REQUEST: Duplicate the items below line for line, changing nothing.

(Stored data entries)
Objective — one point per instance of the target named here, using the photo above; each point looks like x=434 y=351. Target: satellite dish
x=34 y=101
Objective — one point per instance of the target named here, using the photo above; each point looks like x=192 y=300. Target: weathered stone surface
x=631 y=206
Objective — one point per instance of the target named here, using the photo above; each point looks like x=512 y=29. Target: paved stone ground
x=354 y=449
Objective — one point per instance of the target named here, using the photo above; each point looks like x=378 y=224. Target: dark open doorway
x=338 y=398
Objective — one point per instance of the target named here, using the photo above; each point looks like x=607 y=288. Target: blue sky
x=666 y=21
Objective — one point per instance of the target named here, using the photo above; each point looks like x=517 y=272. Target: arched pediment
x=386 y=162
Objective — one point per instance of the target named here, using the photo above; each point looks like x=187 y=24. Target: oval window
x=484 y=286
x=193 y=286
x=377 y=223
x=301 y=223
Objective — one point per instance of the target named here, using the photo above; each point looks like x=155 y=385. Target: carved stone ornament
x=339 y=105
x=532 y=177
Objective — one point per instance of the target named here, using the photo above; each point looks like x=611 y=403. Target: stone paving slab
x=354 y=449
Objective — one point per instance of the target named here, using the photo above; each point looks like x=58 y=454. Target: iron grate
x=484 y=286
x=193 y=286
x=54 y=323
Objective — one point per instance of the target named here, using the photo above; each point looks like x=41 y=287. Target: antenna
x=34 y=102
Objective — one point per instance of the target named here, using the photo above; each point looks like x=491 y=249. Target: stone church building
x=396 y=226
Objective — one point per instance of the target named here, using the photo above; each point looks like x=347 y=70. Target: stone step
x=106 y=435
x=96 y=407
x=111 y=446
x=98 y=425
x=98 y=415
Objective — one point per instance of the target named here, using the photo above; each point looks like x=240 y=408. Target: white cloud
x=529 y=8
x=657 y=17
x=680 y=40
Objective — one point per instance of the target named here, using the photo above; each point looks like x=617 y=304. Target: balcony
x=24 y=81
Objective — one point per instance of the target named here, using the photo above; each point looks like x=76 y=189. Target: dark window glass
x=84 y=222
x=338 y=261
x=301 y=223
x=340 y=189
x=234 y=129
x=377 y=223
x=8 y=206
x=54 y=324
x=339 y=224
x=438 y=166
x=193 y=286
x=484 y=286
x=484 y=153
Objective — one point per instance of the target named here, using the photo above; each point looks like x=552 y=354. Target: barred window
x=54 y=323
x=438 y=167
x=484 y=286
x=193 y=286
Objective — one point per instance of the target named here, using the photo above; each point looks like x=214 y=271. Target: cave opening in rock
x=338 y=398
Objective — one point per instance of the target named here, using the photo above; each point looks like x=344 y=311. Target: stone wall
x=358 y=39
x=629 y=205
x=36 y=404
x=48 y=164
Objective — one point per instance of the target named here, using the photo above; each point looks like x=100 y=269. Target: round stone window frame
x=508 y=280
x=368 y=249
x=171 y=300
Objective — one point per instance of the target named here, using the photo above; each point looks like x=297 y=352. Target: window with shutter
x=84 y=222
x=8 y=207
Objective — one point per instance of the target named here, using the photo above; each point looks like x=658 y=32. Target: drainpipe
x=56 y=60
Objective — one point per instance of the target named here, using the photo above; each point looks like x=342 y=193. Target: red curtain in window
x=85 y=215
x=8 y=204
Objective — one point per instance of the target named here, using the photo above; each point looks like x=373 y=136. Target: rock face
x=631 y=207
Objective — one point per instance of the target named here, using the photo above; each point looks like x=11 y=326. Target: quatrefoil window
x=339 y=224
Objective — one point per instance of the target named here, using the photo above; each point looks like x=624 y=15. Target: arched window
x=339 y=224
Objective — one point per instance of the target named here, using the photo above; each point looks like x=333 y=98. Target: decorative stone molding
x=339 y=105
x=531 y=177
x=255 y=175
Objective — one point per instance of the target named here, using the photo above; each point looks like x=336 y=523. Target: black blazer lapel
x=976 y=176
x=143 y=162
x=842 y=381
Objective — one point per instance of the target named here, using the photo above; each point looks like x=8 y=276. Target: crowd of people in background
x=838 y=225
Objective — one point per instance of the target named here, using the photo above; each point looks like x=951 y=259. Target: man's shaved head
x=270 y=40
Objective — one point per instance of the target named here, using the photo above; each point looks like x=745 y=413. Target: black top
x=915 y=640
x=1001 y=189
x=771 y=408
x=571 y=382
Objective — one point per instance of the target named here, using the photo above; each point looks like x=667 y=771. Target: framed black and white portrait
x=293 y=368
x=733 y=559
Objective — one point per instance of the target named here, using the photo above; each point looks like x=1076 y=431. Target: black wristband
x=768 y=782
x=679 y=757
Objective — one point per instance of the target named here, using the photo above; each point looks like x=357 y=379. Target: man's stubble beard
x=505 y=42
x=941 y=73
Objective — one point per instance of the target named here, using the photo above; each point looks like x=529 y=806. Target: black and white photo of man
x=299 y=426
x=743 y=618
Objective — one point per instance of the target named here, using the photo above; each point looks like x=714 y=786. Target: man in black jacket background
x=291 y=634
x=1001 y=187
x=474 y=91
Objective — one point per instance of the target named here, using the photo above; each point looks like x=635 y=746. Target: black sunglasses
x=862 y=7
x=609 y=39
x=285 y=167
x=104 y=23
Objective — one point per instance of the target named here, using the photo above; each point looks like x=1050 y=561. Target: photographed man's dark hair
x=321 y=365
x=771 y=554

TASK ANSWER:
Objective — one point per instance of the target named here, using the photo above; each point looks like x=434 y=351. Target: satellite dish
x=34 y=101
Objective — one point per instance of the target named here, using the photo above; each point looks like x=192 y=300. Target: weathered stone surface
x=631 y=206
Objective — one point per instance of the target named here, using the photo above; each point looks like x=512 y=29. Target: paved stone ground
x=354 y=449
Objective — one point per instance of the target named here, using the photo above; each point looks like x=378 y=224. Target: dark open doorway
x=338 y=398
Objective — one point per instance of the target named here, using the photo above; each point looks like x=607 y=288. Target: blue sky
x=666 y=21
Objective — one point per instance of the target named here, using the photo above; each point looks like x=517 y=272. Target: arched pediment
x=386 y=162
Objective — one point per instance of the target named here, using the photo above; each point looks like x=187 y=24. Target: oval window
x=484 y=286
x=193 y=286
x=377 y=223
x=301 y=223
Objective — one point per instance of the target named here, using the photo above; each point looks like x=155 y=385. Target: carved stone ornament
x=339 y=105
x=532 y=177
Objective — one point per instance of the target named here, using the photo above; each point looks like x=611 y=403. Target: stone paving slab
x=354 y=449
Objective — one point per instance of the target named here, using the photo above; each point looks like x=58 y=454. Target: iron grate
x=484 y=286
x=193 y=286
x=54 y=323
Objective — one point per instance of the target named here, using the photo above; each point looks like x=41 y=287. Target: antenna
x=34 y=102
Objective — one point per instance of the target named here, using the photo above; each point looks like x=491 y=249. Target: stone church building
x=396 y=226
Objective — one point per instance of the target named here, using the photo above; each point looks like x=347 y=70. Target: stone step
x=106 y=435
x=96 y=407
x=111 y=446
x=98 y=425
x=98 y=415
Objective — one point per instance of the target named here, using the photo above; each point looks like x=240 y=408. Target: white cloud
x=529 y=8
x=657 y=17
x=680 y=40
Objective — one point per instance of the target named here, using the photo above; each point looks like x=617 y=304. Target: balcony
x=24 y=81
Objective — one point per instance of the target named here, using the photo above; each point looks like x=76 y=189. Target: dark window glass
x=84 y=222
x=338 y=261
x=301 y=223
x=340 y=189
x=234 y=129
x=377 y=223
x=8 y=206
x=54 y=324
x=339 y=224
x=438 y=166
x=193 y=286
x=484 y=286
x=484 y=153
Objective — one point per instance of the target named here, using the photo above; each point looks like x=552 y=354. Target: barred window
x=54 y=323
x=438 y=167
x=484 y=286
x=193 y=286
Objective — one point per instance of the target named here, using the photo above; each point looks like x=214 y=271. Target: cave opening in rock
x=338 y=398
Objective — one point per instance of the target named here, using the photo above; each point looks like x=344 y=311. Target: stone wall
x=358 y=39
x=629 y=205
x=36 y=404
x=48 y=164
Objective — one point per instance of the target named here, using the photo above; each point looks like x=100 y=269. Target: round stone window frame
x=508 y=280
x=368 y=249
x=171 y=300
Objective — one point per instance of the target named here, using the photo above; each point looks like x=297 y=352. Target: window with shutter
x=84 y=222
x=8 y=207
Objective — one point per instance of the target named here, using the photo above; each point looks like x=658 y=32. Target: drainpipe
x=56 y=60
Objective — one point per instance of the target named here, using the photo above; each point looks like x=342 y=193. Target: red curtain in window
x=85 y=215
x=8 y=204
Objective — one point per instance of the target named here, using the photo above; each point looks like x=373 y=136. Target: rock face
x=631 y=207
Objective — one point per instance of the target named here, using the photo above; each point looks like x=11 y=326. Target: quatrefoil window
x=339 y=224
Objective — one point per instance of the target named here, using the photo above; each point looks like x=624 y=15. Target: arched window
x=339 y=224
Objective — one point per instance of the target named here, using the photo above; each point looks like x=333 y=98. Target: decorative stone molding
x=339 y=105
x=531 y=177
x=255 y=175
Objective — one point per instance of the target named here, using the photo above; each point looks like x=336 y=523. Target: black blazer lapel
x=976 y=176
x=143 y=162
x=842 y=381
Objective — one point per instance of the target named here, using the photo above; each point looks like x=8 y=276. Target: crowd of people in background
x=838 y=225
Objective — one point per instance of the target named here, using the photo above; each point looks like x=951 y=259. Target: man's shaved head
x=270 y=40
Objective — one point per instance of the target named here, using the photo above; each point looks like x=745 y=413. Target: black top
x=915 y=640
x=1001 y=189
x=771 y=408
x=571 y=382
Objective — one point per instance of the target named here, using the photo above; each point looks like x=667 y=771. Target: framed black and white portrait
x=293 y=368
x=733 y=559
Objective — one point per instance of the target named here, using the photo above; each point looks like x=1076 y=431. Target: black wristband
x=768 y=782
x=679 y=757
Objective — one point per instance of the target named here, using the photo above; each point looks like x=357 y=379. Target: man's stubble beard
x=505 y=42
x=941 y=73
Objective — one point per instance of the target named here, using the photo above; each point looks like x=529 y=806. Target: black and white photo of man
x=299 y=426
x=743 y=618
Objective — one point per instance of the target named here, using the photo above; each point looks like x=714 y=786. Target: man in black jacket background
x=291 y=634
x=1001 y=187
x=474 y=91
Objective — one point per instance of the target named here, using the photo above; each point looks like x=635 y=746. Target: black sunglasses
x=862 y=7
x=609 y=39
x=285 y=167
x=104 y=23
Objective — one point per instance of the target named here, using the photo above; each point looks like x=1050 y=561. Target: photographed man's dark hair
x=321 y=365
x=771 y=554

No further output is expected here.